◆ **About this task**
In the entries below, find the lines with the word "green" and copy them.

═══ Exercise material

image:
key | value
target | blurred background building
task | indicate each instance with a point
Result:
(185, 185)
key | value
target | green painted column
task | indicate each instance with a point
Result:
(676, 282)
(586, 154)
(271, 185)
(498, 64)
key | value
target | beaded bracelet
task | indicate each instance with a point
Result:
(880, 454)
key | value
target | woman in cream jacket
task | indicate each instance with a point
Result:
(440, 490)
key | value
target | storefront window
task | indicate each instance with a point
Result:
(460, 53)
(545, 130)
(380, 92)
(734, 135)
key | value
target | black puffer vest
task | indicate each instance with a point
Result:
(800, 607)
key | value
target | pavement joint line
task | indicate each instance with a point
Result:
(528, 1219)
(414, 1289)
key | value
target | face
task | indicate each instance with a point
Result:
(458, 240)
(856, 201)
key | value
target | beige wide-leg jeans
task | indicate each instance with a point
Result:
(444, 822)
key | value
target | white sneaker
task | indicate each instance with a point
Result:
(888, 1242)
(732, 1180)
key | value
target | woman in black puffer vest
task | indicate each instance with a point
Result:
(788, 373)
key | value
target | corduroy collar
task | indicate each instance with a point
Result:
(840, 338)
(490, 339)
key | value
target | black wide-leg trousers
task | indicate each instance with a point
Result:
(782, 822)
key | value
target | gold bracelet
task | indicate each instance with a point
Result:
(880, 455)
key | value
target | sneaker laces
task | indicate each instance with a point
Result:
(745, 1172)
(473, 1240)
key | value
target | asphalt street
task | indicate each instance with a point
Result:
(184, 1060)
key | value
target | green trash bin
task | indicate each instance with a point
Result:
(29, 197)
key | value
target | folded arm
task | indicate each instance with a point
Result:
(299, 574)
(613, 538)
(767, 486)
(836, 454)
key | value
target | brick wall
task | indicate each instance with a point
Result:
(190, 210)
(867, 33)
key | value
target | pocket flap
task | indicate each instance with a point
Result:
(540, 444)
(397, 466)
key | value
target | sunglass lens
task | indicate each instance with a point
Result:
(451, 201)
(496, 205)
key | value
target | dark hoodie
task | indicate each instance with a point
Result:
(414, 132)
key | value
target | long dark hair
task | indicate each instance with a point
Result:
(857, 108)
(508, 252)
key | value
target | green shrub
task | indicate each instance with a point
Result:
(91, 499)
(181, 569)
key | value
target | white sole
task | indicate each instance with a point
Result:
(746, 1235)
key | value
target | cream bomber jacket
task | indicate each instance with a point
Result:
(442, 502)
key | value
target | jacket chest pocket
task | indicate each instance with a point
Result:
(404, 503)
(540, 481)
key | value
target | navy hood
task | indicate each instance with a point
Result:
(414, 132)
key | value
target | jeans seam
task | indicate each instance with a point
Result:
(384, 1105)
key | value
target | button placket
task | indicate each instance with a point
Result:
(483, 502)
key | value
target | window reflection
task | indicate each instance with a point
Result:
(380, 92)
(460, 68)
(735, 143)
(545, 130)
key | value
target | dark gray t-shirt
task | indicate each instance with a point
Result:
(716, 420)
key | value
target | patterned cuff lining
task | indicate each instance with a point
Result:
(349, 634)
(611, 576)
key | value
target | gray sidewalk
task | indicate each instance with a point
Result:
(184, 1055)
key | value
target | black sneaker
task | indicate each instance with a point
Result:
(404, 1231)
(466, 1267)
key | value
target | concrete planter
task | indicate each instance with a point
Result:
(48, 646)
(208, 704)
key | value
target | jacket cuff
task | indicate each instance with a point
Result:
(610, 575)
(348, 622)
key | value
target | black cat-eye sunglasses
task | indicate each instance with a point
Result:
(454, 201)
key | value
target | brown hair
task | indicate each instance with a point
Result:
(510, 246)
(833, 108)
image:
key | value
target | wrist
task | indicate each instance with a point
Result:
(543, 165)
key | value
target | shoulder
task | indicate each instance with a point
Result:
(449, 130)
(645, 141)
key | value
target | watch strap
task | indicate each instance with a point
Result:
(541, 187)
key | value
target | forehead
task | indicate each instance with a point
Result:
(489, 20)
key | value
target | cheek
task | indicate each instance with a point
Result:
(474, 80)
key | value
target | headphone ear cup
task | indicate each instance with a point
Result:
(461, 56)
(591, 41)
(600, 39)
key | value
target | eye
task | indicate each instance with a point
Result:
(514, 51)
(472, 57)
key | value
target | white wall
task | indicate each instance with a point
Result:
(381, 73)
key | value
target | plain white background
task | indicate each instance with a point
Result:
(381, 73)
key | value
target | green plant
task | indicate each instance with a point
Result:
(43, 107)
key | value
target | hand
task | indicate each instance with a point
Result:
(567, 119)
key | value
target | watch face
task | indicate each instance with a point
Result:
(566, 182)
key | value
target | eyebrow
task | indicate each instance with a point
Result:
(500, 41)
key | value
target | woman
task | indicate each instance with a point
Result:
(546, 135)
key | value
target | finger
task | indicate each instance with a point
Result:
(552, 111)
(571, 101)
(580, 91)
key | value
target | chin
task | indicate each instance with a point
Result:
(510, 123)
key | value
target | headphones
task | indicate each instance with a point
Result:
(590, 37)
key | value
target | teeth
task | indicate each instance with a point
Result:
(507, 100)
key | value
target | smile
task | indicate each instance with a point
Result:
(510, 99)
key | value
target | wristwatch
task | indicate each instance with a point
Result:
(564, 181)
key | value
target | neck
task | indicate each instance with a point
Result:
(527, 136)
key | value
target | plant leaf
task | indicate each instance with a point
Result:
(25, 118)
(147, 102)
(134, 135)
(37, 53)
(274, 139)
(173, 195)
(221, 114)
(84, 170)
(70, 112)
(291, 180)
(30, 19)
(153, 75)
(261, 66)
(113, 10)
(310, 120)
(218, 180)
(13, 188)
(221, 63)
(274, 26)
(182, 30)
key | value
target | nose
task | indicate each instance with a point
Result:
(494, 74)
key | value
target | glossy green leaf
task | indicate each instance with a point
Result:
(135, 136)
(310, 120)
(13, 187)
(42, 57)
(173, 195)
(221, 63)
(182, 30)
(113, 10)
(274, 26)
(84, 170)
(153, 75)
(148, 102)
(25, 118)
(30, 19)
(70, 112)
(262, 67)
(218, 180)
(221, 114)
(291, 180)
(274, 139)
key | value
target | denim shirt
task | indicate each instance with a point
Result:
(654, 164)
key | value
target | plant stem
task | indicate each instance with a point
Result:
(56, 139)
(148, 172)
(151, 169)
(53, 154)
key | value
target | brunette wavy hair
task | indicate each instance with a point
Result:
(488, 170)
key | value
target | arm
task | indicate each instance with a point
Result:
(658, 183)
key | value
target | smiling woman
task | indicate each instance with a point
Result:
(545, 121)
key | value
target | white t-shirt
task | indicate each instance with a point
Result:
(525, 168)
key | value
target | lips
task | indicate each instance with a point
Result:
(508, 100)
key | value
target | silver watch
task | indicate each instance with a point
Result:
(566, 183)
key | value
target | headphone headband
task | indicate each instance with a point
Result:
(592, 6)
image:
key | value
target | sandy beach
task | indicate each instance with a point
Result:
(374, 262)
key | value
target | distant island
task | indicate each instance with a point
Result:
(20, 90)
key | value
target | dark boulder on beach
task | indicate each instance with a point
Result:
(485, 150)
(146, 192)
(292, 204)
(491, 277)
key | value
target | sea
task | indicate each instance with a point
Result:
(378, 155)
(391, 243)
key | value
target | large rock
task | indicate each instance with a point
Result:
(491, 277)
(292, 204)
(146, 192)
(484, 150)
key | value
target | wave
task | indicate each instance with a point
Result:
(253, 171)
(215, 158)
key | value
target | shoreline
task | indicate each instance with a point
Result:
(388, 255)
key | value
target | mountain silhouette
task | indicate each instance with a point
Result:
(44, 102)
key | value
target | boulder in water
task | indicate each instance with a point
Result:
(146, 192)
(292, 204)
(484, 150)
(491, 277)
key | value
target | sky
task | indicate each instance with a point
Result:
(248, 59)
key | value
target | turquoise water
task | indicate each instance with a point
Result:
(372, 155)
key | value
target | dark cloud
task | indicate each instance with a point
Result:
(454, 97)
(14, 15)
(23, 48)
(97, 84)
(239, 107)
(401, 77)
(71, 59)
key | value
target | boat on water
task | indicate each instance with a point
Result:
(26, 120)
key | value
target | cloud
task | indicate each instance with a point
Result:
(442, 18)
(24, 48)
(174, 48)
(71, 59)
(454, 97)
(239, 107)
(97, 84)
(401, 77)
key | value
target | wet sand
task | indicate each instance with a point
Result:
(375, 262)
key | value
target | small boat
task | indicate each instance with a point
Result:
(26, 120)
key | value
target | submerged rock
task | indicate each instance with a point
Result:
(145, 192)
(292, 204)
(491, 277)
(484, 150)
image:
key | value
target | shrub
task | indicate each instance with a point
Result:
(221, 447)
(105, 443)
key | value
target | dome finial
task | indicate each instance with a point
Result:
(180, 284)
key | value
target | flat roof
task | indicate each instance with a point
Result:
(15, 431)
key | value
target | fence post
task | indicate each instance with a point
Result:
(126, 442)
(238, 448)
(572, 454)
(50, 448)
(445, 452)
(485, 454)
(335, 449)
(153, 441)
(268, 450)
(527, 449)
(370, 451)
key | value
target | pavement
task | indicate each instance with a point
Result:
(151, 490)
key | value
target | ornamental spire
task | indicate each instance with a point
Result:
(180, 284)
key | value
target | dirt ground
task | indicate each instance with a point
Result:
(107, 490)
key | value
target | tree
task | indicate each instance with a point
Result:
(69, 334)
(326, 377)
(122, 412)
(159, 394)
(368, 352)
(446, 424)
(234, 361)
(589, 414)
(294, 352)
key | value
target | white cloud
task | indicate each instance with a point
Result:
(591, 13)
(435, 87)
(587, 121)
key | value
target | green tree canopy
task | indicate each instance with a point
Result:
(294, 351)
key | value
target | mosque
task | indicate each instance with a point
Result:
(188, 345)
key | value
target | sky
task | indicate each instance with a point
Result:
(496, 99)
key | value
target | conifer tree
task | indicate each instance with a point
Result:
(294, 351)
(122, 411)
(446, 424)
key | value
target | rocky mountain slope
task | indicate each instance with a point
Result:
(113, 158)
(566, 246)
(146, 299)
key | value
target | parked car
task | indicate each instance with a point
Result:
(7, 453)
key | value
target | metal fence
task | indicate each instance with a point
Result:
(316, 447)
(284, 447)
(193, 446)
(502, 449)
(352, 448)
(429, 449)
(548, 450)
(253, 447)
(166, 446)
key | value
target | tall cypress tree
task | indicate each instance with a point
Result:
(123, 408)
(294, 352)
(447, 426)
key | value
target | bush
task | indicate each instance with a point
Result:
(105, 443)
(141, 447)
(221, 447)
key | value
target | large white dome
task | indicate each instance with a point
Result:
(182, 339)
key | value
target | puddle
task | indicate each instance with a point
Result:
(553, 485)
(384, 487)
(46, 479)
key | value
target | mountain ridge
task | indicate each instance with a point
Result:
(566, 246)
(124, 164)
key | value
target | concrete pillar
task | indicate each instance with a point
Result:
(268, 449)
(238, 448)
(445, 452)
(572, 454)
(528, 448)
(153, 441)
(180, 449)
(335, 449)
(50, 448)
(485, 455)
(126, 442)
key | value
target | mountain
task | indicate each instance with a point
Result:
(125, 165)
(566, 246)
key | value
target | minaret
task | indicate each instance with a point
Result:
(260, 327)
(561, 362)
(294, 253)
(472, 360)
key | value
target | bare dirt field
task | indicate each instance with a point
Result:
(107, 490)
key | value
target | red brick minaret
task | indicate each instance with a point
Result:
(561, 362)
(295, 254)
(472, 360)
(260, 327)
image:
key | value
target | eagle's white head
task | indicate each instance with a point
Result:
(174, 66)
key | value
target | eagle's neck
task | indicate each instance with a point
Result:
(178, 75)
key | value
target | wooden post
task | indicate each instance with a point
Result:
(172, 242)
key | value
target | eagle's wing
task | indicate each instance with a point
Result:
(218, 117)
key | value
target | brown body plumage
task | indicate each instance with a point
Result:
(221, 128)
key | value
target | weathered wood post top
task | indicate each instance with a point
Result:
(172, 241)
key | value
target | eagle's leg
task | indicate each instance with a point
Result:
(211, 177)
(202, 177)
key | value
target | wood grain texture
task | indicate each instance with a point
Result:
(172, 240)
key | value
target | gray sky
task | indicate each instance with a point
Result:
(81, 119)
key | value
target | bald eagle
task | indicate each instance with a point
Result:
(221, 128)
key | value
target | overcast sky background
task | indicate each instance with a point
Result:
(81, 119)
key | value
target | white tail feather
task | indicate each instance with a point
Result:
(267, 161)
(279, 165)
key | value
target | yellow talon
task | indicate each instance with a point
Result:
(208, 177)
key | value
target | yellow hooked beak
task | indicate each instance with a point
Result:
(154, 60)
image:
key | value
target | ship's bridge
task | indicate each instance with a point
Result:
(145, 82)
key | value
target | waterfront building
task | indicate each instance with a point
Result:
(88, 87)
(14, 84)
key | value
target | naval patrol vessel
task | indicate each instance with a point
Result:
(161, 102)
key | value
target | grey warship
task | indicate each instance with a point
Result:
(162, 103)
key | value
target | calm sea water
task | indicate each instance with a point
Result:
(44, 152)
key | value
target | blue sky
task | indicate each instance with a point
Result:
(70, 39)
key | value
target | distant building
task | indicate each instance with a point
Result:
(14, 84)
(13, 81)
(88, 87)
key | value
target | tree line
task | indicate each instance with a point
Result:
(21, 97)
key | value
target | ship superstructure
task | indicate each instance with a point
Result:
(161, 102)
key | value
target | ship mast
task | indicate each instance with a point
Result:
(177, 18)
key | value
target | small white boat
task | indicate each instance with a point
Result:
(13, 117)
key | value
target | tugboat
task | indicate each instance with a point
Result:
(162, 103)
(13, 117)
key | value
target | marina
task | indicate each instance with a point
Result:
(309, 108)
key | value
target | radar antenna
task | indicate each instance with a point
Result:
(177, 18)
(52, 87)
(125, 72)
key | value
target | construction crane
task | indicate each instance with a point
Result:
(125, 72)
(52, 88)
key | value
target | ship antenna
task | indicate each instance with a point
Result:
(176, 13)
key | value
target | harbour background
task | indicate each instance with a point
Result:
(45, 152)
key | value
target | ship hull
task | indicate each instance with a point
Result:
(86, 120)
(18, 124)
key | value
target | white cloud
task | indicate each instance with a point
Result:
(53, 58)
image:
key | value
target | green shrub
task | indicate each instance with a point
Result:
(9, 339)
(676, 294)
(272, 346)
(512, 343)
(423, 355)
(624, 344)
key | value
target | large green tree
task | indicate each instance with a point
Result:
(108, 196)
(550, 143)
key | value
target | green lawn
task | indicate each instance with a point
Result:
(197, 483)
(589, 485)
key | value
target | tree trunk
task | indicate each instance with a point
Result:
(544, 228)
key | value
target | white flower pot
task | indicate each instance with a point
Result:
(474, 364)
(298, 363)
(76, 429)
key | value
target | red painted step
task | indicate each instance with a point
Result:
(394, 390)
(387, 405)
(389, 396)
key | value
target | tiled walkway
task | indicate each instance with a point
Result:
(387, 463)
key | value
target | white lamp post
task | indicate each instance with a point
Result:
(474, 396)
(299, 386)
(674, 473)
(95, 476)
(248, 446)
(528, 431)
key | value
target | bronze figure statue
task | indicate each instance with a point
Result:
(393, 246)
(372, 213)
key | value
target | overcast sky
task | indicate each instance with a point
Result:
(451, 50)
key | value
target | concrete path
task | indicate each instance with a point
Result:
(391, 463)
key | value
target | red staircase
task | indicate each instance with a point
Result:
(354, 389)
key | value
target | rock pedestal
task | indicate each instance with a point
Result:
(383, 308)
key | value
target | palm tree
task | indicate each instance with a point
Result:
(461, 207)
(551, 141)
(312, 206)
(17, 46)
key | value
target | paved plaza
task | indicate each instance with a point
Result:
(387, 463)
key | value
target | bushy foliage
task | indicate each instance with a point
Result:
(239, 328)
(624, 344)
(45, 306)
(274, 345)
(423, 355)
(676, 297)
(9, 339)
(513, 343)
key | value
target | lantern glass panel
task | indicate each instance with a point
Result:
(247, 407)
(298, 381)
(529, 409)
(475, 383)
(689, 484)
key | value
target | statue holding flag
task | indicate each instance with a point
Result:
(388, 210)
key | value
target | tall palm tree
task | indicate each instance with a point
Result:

══════

◆ **Output for this task**
target | green painted column
target | green trash bin
target | green shrub
target | green plant
target | glossy green leaf
target | green tree canopy
target | green shrub
target | large green tree
target | green lawn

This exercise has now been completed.